• _Exercise prompt_:
In the page extract below on mapping disease genes through shared chromosomal segments, what name did Leibon et al. (2008) give to the statistic based on long runs of loci where individuals share alleles identical by state?

Although these challenges are encountered with population samples, they are even more problematic with pedigree data. Linkage analysis is a powerful statistical method that has been used very successfully to map disease genes, but it is computationally intense and intractable to carry out on one million marker genotype data. Moreover, adapting it to model LD greatly increases the computational requirements (Thomas 2007). This has led to in interest in simpler, more tractable analyses for family data that rely on the quantity of the data rather on statistical efficiency for their power. Thomas et al. (2008) introduced a mapping strategy based on counting long runs of loci at which individuals share alleles identical by state (IBS). Leibon et al. (2008) also considered the same statistic which they called the SNP streak statistic. Long runs of shared alleles should be rare in unrelated individuals, whereas in relatives within a pedigree, or in samples from founder populations, these long streaks indicate underlying sharing of genomic segments identical by descent (IBD) from a common ancestor. If the individuals sharing are selected to have some trait, and they are sufficiently distantly related that probability of random sharing is very low, then there is strong evidence that the shared segment contains a gene affecting the trait.

Houwen et al. (1994) and Heath et al. (2001) both studied relatively isolated founder populations to identify a small number of related cases who shared common chromosomal segments which they used to map disease genes. However, neither of these approaches incorporated precise pedigree relationships between the cases. Chapman & Thompson (2002) and te Meerman & Van der Meulen (1997) examined shared chromosomal segments in a founder population and showed how these are affected by the time since the founding of the population, population growth, genetic drift, selection and population subdivision. The streak statistic is similar to the haplotype sharing statistics of Van der Meulen & te Meerman (1997) and Beckmann et al. (2005), however, these more complicated statistics require genotyping of close relatives to estimate phase, are based on combining pairwise comparisons, and are applied in populations samples rather than in extended pedigrees. Bourgain et al. (2001) applied similar methods to extended pedigrees, but this again required knowing phase and combining pairwise comparisons. Other streak statistics have also been suggested, for example, Miyazawa et al. (2007) considered steaks of SNP loci at which individuals share homozygously. Other approaches exploiting IBD in pedigrees includes the homozygosity-by-descent method of Abney et al. (2002) which has been used to map recessive traits in known, very large, inbred populations (Newman et al. 2003).

• _Records shown_:

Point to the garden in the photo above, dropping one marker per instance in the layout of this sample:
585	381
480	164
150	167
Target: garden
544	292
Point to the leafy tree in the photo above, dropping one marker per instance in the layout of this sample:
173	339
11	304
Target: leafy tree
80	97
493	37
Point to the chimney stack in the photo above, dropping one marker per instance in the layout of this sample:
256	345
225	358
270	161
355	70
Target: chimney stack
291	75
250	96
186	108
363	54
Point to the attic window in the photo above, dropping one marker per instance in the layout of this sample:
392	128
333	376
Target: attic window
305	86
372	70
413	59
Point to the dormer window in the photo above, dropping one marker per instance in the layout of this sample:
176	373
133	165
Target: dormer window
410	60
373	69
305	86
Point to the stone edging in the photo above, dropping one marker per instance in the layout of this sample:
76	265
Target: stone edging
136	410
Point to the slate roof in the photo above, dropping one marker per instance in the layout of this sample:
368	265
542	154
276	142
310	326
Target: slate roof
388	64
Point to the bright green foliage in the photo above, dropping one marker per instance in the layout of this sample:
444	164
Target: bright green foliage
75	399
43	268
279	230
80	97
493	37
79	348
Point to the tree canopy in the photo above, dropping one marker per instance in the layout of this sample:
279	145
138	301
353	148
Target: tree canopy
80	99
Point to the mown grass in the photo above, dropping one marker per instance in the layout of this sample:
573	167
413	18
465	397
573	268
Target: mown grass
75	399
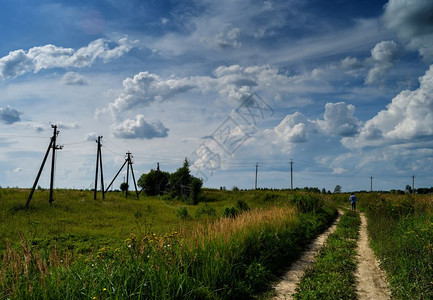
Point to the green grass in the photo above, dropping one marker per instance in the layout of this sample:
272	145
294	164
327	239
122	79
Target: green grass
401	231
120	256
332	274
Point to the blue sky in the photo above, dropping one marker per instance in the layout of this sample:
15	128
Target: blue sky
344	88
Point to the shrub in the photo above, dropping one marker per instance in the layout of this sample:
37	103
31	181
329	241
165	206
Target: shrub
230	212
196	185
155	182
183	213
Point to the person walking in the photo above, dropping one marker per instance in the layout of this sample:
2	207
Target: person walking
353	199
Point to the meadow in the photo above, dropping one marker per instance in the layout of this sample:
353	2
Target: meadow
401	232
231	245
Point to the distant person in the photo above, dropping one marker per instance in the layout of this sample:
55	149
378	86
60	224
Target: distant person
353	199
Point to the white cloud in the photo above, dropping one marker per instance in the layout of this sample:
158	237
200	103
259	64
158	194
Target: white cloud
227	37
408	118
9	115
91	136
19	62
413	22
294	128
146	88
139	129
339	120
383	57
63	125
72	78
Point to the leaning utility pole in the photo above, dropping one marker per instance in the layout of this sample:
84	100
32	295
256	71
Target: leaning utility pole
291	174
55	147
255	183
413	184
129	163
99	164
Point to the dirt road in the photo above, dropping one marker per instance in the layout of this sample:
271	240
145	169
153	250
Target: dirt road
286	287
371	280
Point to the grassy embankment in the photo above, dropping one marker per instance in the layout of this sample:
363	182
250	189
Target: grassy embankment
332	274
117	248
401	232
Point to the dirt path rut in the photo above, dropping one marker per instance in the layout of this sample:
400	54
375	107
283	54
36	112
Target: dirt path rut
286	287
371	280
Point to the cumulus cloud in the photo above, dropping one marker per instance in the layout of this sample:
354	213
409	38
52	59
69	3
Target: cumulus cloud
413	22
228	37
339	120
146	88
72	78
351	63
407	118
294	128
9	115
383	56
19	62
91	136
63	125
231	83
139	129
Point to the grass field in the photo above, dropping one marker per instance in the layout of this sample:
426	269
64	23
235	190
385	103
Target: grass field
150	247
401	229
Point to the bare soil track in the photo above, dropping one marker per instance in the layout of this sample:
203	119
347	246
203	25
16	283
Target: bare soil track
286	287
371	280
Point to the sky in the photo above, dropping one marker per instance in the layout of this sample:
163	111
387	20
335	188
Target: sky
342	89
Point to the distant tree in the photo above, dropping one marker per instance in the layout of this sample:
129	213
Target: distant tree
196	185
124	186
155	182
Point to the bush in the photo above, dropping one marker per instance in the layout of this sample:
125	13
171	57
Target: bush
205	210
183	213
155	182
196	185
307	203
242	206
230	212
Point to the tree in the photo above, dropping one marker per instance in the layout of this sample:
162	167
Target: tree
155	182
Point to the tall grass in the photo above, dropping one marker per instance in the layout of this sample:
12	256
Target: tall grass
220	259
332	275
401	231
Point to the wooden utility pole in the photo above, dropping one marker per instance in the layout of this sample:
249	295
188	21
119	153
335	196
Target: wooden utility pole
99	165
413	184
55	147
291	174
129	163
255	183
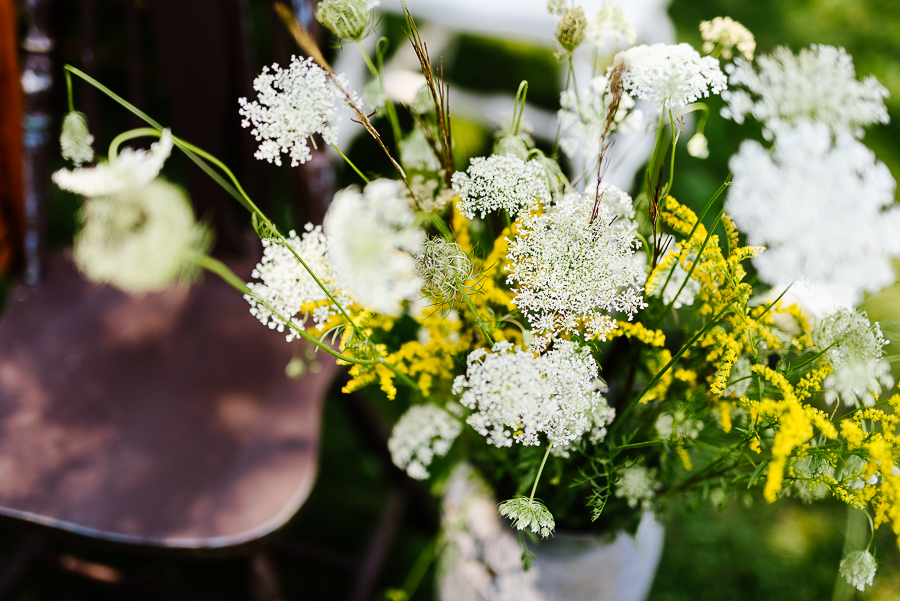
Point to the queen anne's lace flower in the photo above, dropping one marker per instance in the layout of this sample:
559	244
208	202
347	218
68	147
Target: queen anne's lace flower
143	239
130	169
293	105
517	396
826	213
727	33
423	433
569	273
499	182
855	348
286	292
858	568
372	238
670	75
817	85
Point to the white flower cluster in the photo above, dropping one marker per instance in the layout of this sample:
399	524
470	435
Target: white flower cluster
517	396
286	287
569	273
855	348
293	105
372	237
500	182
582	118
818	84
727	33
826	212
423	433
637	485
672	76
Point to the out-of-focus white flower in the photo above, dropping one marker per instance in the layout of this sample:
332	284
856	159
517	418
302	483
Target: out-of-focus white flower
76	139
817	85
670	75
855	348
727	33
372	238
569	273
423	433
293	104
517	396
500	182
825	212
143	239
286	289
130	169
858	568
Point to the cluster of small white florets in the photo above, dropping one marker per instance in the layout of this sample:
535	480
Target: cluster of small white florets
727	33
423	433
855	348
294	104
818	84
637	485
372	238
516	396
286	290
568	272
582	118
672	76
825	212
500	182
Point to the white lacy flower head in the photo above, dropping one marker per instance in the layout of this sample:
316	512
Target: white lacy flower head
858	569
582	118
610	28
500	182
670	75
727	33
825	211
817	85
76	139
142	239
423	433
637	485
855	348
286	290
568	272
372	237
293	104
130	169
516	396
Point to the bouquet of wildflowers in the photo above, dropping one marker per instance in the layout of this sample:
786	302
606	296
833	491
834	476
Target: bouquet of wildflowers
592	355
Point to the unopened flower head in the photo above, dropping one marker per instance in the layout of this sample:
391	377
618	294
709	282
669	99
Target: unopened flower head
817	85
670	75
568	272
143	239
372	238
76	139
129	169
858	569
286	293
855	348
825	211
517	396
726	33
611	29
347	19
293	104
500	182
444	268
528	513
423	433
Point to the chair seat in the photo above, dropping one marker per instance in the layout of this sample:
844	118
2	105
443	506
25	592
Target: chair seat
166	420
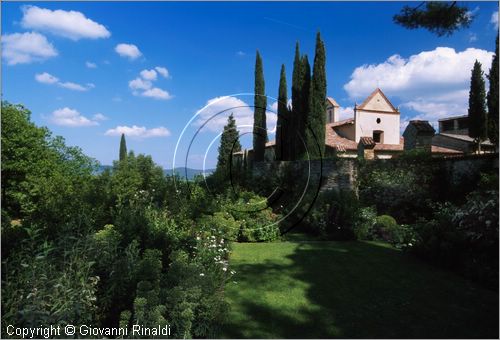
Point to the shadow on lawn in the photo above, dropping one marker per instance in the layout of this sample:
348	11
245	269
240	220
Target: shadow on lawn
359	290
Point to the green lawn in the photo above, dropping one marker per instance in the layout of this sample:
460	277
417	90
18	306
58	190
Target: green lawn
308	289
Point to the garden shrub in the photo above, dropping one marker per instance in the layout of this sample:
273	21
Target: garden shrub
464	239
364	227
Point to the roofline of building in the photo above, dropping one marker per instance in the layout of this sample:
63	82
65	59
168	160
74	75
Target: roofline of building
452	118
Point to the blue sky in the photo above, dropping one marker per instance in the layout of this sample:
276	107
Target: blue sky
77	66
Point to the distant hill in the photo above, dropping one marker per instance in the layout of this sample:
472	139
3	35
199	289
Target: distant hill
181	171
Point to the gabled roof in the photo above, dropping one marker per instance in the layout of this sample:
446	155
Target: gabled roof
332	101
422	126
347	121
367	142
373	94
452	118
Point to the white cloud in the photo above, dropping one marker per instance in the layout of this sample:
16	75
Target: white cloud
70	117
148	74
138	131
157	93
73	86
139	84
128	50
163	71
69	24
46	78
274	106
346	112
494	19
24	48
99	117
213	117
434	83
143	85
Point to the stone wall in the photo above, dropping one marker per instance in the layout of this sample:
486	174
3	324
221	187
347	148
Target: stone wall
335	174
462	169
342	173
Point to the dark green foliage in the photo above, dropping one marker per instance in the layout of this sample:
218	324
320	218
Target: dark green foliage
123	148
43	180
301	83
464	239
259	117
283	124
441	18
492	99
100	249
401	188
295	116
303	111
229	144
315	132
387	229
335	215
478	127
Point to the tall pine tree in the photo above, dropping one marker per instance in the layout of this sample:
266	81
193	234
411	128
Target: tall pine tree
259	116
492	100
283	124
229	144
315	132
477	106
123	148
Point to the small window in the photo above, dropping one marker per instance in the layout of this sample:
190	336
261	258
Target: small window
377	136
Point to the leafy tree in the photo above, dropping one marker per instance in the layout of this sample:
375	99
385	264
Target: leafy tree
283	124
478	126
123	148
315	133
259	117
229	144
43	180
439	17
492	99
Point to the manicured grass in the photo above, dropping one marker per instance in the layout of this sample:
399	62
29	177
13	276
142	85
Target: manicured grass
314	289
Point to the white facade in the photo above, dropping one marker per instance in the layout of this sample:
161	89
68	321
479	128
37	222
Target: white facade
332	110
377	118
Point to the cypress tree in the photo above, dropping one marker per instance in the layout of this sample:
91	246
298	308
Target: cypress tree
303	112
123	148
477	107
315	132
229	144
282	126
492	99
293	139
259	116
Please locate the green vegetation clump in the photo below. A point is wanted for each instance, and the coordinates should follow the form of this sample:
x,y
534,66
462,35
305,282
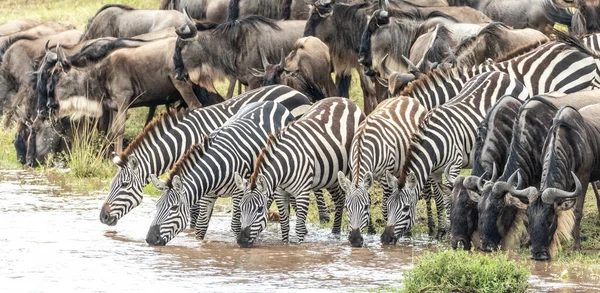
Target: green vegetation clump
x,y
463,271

• _Response_:
The SNP streak statistic.